• _What you will do_
Transcribe the entries below exactly; leave every image out.

Excerpts from a detection dataset:
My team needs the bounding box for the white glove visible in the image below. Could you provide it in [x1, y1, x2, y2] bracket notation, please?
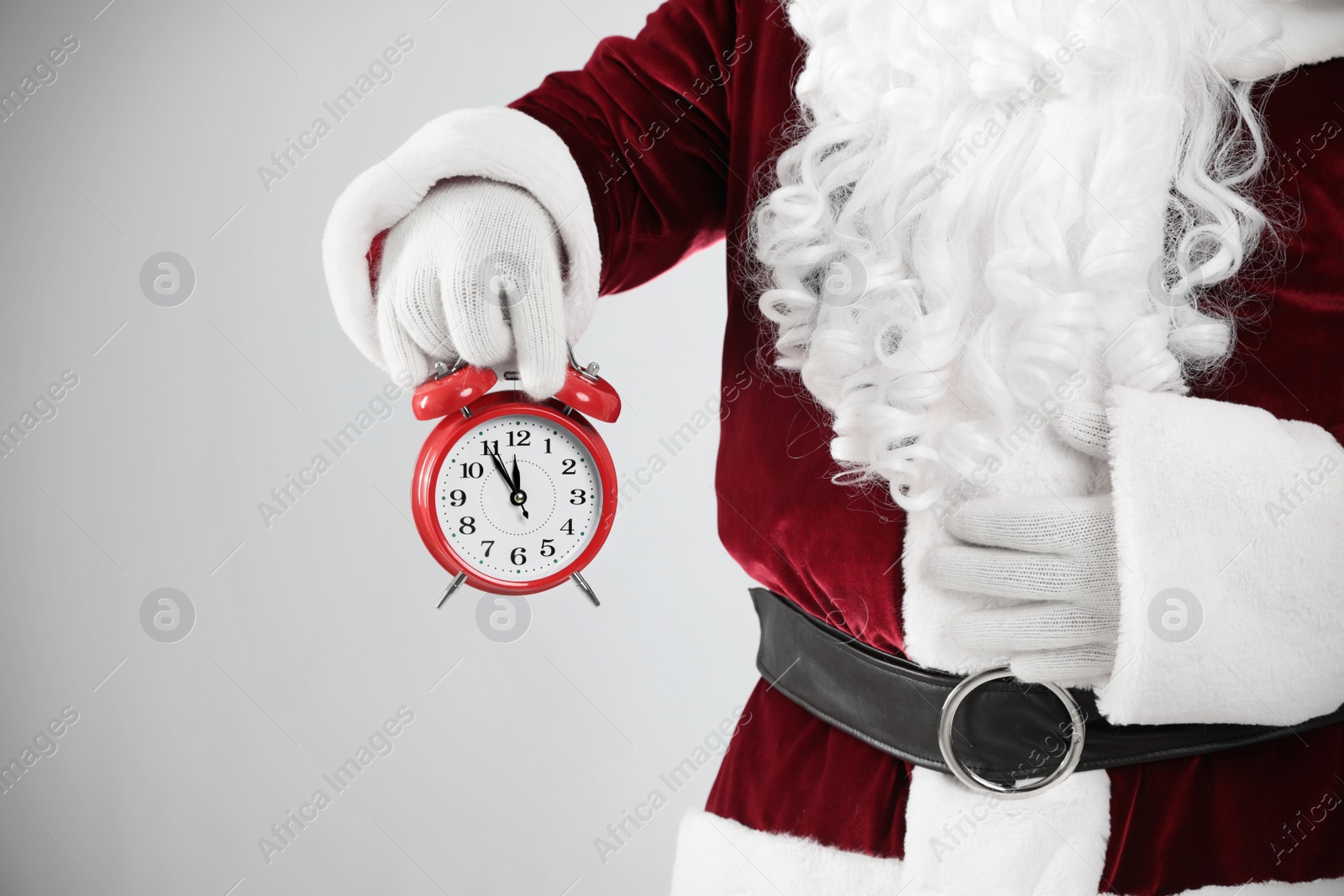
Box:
[376, 177, 569, 399]
[929, 405, 1120, 685]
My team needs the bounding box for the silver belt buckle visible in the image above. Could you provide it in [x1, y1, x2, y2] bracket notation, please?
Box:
[938, 669, 1086, 799]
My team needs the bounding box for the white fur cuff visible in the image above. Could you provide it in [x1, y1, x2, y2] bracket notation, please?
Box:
[1098, 387, 1344, 726]
[323, 106, 602, 368]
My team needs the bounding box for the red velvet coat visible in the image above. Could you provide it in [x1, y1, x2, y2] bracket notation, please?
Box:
[512, 0, 1344, 896]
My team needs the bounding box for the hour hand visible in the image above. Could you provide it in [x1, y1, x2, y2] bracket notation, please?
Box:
[512, 454, 528, 520]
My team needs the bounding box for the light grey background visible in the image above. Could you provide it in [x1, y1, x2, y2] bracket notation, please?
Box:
[0, 0, 755, 896]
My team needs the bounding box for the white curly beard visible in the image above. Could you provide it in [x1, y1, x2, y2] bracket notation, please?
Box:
[754, 0, 1285, 509]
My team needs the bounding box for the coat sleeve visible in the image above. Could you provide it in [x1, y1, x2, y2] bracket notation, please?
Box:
[323, 0, 744, 367]
[1098, 387, 1344, 726]
[512, 0, 750, 294]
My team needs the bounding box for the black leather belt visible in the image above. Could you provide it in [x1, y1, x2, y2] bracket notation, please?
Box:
[751, 589, 1344, 797]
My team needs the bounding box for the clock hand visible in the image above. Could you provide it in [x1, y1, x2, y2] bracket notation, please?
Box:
[512, 454, 528, 520]
[486, 451, 517, 497]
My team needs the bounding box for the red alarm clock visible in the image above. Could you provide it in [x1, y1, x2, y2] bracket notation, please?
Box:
[412, 359, 621, 607]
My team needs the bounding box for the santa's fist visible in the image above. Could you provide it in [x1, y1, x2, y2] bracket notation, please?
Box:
[378, 177, 569, 399]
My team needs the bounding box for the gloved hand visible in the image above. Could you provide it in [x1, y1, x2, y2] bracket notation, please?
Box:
[376, 177, 569, 399]
[929, 405, 1120, 685]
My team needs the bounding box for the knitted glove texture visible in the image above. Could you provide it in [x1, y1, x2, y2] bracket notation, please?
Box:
[376, 177, 569, 399]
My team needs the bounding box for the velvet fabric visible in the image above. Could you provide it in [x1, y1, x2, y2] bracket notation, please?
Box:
[512, 0, 1344, 896]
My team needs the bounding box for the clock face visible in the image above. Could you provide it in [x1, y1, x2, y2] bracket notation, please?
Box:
[434, 414, 602, 582]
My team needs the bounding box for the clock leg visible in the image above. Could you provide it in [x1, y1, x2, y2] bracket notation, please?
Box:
[434, 572, 466, 610]
[570, 572, 602, 607]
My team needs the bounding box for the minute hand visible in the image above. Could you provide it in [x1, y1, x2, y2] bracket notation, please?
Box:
[486, 451, 517, 497]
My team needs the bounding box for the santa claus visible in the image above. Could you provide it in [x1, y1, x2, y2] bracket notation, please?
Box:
[323, 0, 1344, 896]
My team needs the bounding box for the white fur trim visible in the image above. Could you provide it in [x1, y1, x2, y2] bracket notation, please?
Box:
[672, 805, 1344, 896]
[672, 811, 900, 896]
[1278, 0, 1344, 69]
[903, 768, 1110, 896]
[323, 106, 602, 368]
[1098, 387, 1344, 726]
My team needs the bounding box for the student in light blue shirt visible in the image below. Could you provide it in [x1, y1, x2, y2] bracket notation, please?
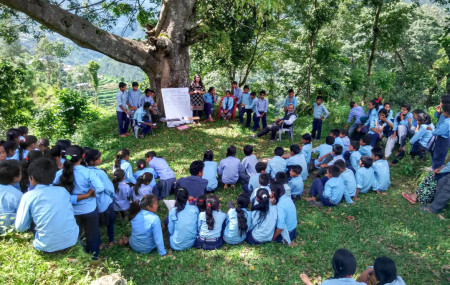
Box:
[194, 196, 227, 250]
[239, 145, 258, 184]
[372, 147, 391, 194]
[52, 145, 105, 258]
[121, 195, 167, 256]
[202, 149, 219, 192]
[145, 151, 176, 200]
[354, 156, 375, 201]
[15, 158, 79, 252]
[286, 144, 308, 180]
[223, 193, 252, 244]
[84, 149, 116, 246]
[0, 160, 22, 233]
[300, 134, 312, 164]
[217, 145, 242, 189]
[270, 182, 297, 244]
[311, 96, 330, 140]
[245, 188, 278, 245]
[167, 188, 199, 250]
[266, 146, 286, 179]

• _Result below_
My team needs the bounding box for the white glove visible in the image below. Could you provide it in [x1, y1, x2, y2] bracket notation, please?
Box:
[376, 177, 569, 399]
[929, 405, 1120, 685]
My team needs the bounding box for the silver belt buckle visible in the image above. Could you provide it in [x1, y1, x2, y2] bracket notation, please?
Box:
[938, 669, 1086, 799]
My team needs the bounding box for the white fur cuff visible in the image above. Could you provide it in [x1, y1, x2, y2] bracket notation, please?
Box:
[1098, 387, 1344, 726]
[323, 106, 602, 368]
My team needs the bounding box for the red velvet coat visible in the image above. Could you provide it in [x1, y1, x2, y2] bracket notation, please?
Box:
[512, 0, 1344, 896]
My team needs the bounding box for the hour hand visible in the image above. Could you provide it in [x1, y1, x2, y2] bracket notation, please?
Box:
[512, 454, 528, 520]
My team needs the bounding box for the light grey background visible in the image above. Could you provide it in [x1, y1, x2, y2] bracket notation, please?
Box:
[0, 0, 755, 896]
My team needs the bounding box for the white curly beard visible in the image above. Could you provide it in [x1, y1, x2, y2] bracket notation, please?
Box:
[754, 0, 1285, 509]
My team needs the bounding box for the coat sleeve visible in the image above. Could you provide it in [x1, y1, x2, y2] bracket notation, please?
Box:
[323, 0, 744, 367]
[1098, 387, 1344, 726]
[512, 0, 750, 294]
My team needs the bounding box for the black leather belt visible in the image above. Could you provide it in [x1, y1, x2, y2] bracket notation, please?
Box:
[751, 589, 1344, 797]
My team needs the bounding box for the clock hand visible in the image above. Could you provide it in [x1, y1, x2, y2] bracket notation, please?
Box:
[512, 454, 528, 520]
[486, 451, 517, 497]
My team needs the bounding box for the red alarm clock visible in the image above. Could you provide it in [x1, y1, x2, y2] bracket notation, please?
Box:
[412, 359, 621, 607]
My team needs the bounding box for the santa's fist visible in the image above. Could you provide it in [x1, y1, x2, y2] bracket notation, please?
Box:
[378, 177, 569, 399]
My team needs the bounding box for the gloved hand visible in the image above. Could you provide it in [x1, y1, x2, y2] bracket notation, please?
Box:
[376, 177, 569, 399]
[929, 405, 1120, 685]
My team needs the bounding box for the knitted glove texture visible in the image above. Could you provide it in [x1, y1, x2, y2] bracket notation, please?
Box:
[376, 177, 569, 399]
My team needs the bounding box for the velvet fabric visible in the image above. Could you provide it in [x1, y1, x2, y2] bracket notation, please?
Box:
[512, 0, 1344, 896]
My team needs the bounding box for the clock face visible in the image above. Could you provide it in [x1, y1, x2, y2] bracket notation, please?
Box:
[434, 414, 602, 582]
My team needs the bounding box for the clock leg visible in the image above. Could you provide it in [x1, y1, x2, y2] bracket notation, please?
Box:
[434, 572, 466, 610]
[570, 572, 602, 607]
My team needs the bounding box for the minute hand visible in the image above. Could you provide it in [x1, y1, x2, y2] bracket notation, please?
Box:
[486, 451, 517, 497]
My team needs the bounding box for the santa claus visible in the image above. Could you provide it in [x1, y1, x2, y2] bracket notation, please?
Box:
[323, 0, 1344, 896]
My team needs the bounding box for the white fur trim visible in the image above. Could you provide it in [x1, y1, x2, y2] bracket notation, please?
Box:
[672, 805, 1344, 896]
[672, 811, 900, 896]
[1278, 0, 1344, 69]
[903, 768, 1110, 896]
[323, 106, 602, 368]
[1098, 387, 1344, 726]
My team needs the bounding box for the student in light blue shirt visible in the image below. Could you provide it in [x1, y1, x2, y2] bracket notation, please?
Box:
[194, 196, 227, 250]
[239, 145, 258, 184]
[372, 147, 391, 194]
[52, 145, 105, 258]
[121, 195, 167, 256]
[202, 149, 219, 192]
[145, 151, 176, 200]
[354, 156, 375, 201]
[15, 158, 79, 252]
[286, 144, 308, 180]
[223, 193, 252, 244]
[84, 149, 116, 246]
[0, 160, 22, 233]
[300, 134, 312, 164]
[217, 145, 242, 189]
[270, 182, 297, 244]
[311, 96, 330, 140]
[245, 188, 278, 245]
[167, 188, 199, 250]
[266, 146, 286, 179]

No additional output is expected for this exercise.